- Job a
In the text on acoustic bird monitoring, how many species previously unknown in Parita Bay did the team find?

- Extract to read
··········
Empowering Communities  

The sprawling mangroves of Panama’s Parita Bay shelter tens of thousands of migratory birds, forming a key stopover on the Pacific Flyway. To bolster a case for protecting the habitat, conservationists wanted to gauge the relationship between avian populations and the ecosystem’s health, especially the amount of carbon in the soil and trees. But surveying birds living among the mangroves’ mucky earth and gnarled roots would be especially challenging, says Jorge Velásquez, Audubon’s science director for Latin America and the Caribbean. 

To determine which birds were present, researchers turned to acoustic monitors to eavesdrop on songs and calls. Then they used an AI model, previously trained on thousands of hours of recordings to recognize nuanced patterns in avian sounds, to analyze the data. The team found 27 species previously unknown in Parita Bay. What’s more, they used their findings to show that protecting mangroves with abundant birds also preserves carbon-rich areas that help mitigate climate change.

The project demonstrated to Velásquez how AI tools can accelerate efforts to safeguard biodiversity havens. Now fueled by a $2 million grant from the Bezos Earth Fund, Audubon is scaling up their use with Escucha Aves, a collaborative project with a range of technology and conservation partners. Starting in nine areas of Colombia, with a planned expansion in Peru and Bolivia, Velásquez and collaborators are training community members and organizations to deploy acoustic monitors. Locals serve as co-investigators in the endeavor; they help decide where to place devices, retrieve the data, run the AI model, and validate the findings, he says. Experts then check the data, providing a list of detected species, and will also map the results.

In Colombia’s rugged Eastern Antioquia region, the work has already yielded promising findings in San Carlos. Staff with the local organization Fundación Darién, which works with landowners, placed recorders in areas where they hoped to expand an existing conservation reserve network. The AI analysis turned up an unexpected bird—the Tawny-faced Quail—more than 60 miles away from its known range. Later, they set up a camera trap to confirm the quail’s presence, and now local groups aim to use the discovery to attract more birders to visit. Cultivating such economic opportunities tied to conservation can build community support for reserves and help make them financially sustainable. “We are building this platform to empower communities,” Velásquez says, and so far, “the commitment has been incredible. At a most basic level, they want to know what they have so they can protect it.”

Managing Ecosystems    

Ecologist Connor Wood began his acoustics research career in 2017 when he sought to track dwindling numbers of Spotted Owls across California’s Sierra Nevada, an area the size of Vermont. To keep tabs on the nocturnal bird, which hoots and whistles at night, he and University of Wisconsin–Madison ecologist Zach Peery, along with a field team, started placing what eventually grew to a network of 1,600 recorders across the landscape. At a colleague’s suggestion, Wood programmed the units to run through morning—perhaps the sounds they captured could be useful.

The decision paid off, says Wood, now on the research faculty at the Cornell K. Lisa Yang Center for Conservation Bioacoustics. In 2020 the audio data provided the first successful large-scale test of BirdNet, an open-source AI model managed at Cornell University that’s now used by researchers worldwide to identify birds by snippets of their songs. Later, the program detected more than 90 species in 1 million hours of Wood’s recordings.
··········
- Job b
Pick out every line of the records below that contains the string "chrome", matching case exactly.
··········
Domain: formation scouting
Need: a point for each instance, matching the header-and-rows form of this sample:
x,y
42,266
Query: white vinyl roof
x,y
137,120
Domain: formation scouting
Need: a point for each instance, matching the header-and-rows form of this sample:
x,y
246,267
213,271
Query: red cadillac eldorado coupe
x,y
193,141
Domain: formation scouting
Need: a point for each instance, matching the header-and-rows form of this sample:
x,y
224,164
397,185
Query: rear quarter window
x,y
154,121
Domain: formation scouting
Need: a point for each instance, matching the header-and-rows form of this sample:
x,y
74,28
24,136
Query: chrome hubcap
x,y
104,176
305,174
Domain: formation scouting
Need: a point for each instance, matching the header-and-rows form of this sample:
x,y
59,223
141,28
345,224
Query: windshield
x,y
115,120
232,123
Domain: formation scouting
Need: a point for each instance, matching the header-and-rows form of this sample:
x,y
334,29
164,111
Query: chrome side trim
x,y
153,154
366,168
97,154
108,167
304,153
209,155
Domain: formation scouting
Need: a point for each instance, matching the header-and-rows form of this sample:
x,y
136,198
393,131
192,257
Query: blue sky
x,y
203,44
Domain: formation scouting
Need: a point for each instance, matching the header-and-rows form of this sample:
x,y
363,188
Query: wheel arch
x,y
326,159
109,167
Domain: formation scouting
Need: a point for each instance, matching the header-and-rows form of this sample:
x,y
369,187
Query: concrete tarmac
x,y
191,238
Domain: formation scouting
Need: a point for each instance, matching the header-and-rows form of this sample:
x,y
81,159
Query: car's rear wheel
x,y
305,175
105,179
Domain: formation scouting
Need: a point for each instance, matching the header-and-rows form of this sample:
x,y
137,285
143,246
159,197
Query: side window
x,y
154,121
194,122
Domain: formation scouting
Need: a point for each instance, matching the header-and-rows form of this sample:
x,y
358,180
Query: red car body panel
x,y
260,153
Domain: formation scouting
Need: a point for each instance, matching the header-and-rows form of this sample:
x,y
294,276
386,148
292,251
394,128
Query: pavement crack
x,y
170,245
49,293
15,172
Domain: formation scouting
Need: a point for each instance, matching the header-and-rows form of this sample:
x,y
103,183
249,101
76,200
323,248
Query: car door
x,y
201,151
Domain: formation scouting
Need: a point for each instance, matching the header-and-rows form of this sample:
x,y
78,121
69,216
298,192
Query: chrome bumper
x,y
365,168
··········
- Reply a
27 species

- Reply b
Query: chrome hubcap
Query: chrome side trim
Query: chrome bumper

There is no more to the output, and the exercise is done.